TASK STATEMENT
Beginning with the line where "segment --target=elderly man" appears, restate the lines word for word through the last one in the listing.

RECORDS TO PROCESS
• • •
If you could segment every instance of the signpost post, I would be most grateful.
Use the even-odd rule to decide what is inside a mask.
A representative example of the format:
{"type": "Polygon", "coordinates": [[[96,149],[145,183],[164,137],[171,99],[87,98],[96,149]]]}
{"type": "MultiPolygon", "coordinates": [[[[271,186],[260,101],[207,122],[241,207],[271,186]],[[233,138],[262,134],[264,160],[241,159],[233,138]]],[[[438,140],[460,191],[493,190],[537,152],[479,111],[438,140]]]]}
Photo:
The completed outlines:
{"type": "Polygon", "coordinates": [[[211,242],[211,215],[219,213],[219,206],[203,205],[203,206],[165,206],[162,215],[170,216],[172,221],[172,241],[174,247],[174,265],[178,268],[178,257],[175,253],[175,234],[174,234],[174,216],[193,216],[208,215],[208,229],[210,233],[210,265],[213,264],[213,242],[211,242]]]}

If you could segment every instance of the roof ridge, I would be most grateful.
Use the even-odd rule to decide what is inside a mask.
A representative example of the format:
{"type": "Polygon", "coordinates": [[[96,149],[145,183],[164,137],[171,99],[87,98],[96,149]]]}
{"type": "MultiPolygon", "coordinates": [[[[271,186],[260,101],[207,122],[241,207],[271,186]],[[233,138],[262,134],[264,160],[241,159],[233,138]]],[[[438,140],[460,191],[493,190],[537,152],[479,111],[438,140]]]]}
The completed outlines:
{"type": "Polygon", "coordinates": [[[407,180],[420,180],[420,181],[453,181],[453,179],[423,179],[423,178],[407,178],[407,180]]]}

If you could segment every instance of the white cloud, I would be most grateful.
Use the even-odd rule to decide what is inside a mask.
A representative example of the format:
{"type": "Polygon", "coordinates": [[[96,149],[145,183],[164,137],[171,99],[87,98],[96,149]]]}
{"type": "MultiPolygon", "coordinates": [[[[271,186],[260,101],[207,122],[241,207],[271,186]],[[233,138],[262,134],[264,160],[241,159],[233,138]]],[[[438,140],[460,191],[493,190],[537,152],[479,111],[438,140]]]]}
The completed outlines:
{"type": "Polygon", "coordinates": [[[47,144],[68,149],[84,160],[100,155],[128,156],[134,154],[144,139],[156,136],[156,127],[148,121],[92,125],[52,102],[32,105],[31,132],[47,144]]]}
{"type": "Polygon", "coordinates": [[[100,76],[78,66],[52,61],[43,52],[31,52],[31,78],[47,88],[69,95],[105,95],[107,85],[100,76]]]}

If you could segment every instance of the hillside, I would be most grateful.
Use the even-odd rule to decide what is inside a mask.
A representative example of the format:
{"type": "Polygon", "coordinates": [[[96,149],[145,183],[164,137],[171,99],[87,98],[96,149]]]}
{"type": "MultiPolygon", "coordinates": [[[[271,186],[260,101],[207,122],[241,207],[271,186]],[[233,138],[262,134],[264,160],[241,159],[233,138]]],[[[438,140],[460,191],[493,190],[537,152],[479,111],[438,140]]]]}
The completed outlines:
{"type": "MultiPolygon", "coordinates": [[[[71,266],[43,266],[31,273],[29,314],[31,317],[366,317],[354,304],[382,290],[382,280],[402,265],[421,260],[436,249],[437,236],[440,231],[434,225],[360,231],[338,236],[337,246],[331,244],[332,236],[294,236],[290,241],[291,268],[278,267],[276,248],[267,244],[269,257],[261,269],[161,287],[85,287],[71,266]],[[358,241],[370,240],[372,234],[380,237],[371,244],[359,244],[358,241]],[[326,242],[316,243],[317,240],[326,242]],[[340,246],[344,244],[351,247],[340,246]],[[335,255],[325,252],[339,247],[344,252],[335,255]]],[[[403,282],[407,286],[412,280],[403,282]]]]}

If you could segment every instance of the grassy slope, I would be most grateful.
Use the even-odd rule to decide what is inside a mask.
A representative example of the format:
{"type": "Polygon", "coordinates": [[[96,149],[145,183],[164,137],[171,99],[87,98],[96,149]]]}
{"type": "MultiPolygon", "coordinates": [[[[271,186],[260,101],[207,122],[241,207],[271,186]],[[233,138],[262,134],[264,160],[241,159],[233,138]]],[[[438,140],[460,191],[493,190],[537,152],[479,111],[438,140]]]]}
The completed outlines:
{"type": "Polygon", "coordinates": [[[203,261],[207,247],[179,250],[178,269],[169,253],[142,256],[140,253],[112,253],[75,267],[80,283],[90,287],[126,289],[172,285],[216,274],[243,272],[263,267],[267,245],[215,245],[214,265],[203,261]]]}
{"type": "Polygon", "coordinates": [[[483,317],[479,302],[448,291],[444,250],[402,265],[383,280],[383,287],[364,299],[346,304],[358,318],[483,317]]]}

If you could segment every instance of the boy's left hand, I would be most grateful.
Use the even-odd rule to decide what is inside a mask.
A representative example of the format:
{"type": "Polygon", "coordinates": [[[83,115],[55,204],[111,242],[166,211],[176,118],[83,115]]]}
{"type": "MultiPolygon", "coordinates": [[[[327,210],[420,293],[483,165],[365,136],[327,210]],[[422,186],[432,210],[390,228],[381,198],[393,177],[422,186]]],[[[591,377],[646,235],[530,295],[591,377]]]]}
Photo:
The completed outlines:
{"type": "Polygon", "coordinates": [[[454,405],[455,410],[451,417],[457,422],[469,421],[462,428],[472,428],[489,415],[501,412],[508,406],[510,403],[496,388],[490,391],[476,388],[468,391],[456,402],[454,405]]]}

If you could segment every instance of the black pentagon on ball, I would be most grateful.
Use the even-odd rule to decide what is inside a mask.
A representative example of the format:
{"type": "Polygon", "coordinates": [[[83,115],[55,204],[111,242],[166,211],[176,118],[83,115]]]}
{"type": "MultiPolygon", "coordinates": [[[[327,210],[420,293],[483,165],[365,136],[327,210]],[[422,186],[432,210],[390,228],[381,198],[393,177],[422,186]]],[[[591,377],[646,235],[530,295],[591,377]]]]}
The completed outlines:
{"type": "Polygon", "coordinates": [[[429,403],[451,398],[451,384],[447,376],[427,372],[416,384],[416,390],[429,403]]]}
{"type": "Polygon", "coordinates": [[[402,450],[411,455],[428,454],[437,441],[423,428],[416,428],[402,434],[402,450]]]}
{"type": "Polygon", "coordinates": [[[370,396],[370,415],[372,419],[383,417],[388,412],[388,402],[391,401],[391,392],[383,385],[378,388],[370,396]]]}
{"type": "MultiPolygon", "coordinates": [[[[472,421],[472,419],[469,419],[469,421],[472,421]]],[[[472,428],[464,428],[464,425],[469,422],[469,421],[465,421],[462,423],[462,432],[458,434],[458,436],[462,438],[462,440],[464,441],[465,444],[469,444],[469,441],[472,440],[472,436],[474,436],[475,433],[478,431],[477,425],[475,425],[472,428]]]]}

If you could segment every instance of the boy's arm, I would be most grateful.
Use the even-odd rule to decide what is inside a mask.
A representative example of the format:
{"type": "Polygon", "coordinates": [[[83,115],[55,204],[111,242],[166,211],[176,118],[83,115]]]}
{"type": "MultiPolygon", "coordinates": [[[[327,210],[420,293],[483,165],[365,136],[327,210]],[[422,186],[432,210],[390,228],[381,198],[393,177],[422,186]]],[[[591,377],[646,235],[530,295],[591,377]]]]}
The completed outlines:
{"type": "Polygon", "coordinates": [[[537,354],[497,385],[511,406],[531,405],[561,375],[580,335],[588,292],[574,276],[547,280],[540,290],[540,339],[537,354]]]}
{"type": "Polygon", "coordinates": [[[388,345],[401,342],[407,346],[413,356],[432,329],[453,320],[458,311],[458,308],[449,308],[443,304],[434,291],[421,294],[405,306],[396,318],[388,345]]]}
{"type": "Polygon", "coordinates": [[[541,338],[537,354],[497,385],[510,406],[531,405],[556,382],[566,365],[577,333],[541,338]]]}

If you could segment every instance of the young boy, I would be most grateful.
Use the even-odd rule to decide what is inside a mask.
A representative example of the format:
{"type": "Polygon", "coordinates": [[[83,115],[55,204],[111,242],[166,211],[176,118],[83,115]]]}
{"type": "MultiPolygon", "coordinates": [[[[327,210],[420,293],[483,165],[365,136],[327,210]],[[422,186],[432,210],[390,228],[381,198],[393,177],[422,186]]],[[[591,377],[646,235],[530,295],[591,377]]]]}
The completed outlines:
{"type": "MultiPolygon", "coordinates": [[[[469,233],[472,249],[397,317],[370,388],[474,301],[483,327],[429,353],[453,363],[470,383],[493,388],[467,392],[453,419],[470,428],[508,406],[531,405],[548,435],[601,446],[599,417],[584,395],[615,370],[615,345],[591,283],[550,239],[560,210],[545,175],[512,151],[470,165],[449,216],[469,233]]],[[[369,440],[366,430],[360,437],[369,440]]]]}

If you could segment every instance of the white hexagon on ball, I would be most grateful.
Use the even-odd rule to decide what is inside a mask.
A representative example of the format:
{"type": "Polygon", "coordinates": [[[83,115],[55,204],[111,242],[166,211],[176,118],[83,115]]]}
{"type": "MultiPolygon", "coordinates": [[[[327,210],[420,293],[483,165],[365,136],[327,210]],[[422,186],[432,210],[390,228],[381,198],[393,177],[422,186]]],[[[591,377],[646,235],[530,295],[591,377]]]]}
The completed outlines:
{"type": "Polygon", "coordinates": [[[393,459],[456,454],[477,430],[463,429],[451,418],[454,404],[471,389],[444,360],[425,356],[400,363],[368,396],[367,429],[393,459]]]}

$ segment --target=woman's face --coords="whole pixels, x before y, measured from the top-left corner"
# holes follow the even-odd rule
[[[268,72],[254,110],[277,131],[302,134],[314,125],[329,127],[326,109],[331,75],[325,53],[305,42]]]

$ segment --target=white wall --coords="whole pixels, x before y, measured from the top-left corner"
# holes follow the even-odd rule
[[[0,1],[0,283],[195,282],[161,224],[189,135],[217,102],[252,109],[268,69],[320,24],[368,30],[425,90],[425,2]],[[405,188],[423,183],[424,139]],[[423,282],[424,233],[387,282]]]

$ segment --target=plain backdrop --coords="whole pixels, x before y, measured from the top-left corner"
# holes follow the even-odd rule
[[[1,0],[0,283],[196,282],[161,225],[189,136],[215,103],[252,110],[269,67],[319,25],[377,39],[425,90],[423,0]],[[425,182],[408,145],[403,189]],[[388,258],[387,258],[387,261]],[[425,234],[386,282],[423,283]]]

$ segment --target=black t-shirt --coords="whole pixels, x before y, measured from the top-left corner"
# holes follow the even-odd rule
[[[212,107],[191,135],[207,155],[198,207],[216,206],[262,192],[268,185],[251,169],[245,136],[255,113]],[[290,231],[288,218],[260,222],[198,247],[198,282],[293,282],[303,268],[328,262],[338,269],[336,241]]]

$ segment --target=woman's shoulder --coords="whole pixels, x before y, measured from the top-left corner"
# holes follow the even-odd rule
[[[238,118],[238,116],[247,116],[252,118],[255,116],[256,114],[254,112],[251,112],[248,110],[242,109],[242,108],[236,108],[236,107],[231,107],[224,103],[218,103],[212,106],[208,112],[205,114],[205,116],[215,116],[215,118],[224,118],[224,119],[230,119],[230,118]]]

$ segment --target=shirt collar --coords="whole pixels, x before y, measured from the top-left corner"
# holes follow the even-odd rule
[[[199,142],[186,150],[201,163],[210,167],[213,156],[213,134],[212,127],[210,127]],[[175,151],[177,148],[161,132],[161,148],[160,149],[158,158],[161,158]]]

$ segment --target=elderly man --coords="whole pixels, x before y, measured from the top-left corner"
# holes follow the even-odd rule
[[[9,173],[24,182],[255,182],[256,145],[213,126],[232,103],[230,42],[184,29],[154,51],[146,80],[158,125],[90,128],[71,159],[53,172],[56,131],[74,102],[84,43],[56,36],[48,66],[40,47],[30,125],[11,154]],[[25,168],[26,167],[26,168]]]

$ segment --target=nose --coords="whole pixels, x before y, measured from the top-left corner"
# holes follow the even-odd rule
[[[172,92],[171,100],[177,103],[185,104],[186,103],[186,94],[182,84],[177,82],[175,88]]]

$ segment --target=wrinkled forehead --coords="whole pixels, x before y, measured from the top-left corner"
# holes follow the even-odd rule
• • •
TASK RESULT
$ segment --target=elderly man --coords="whole pixels, x before y, measured from the top-left corner"
# holes follow the even-odd rule
[[[9,173],[24,182],[255,182],[256,145],[213,126],[232,103],[230,42],[184,29],[154,51],[146,80],[158,125],[90,128],[71,159],[53,172],[56,131],[74,102],[84,43],[56,36],[48,66],[40,47],[30,125],[11,154]],[[25,168],[26,167],[26,168]]]

$ segment --target=nose --coords="whole pixels, x before y, measured from the top-left corner"
# holes follow the even-odd rule
[[[172,92],[171,100],[177,103],[185,104],[186,103],[186,94],[182,84],[177,82],[175,88]]]

$ segment --target=wrinkled forehead --coords="whole pixels, x before y, measured from the top-left corner"
# holes follow the even-odd rule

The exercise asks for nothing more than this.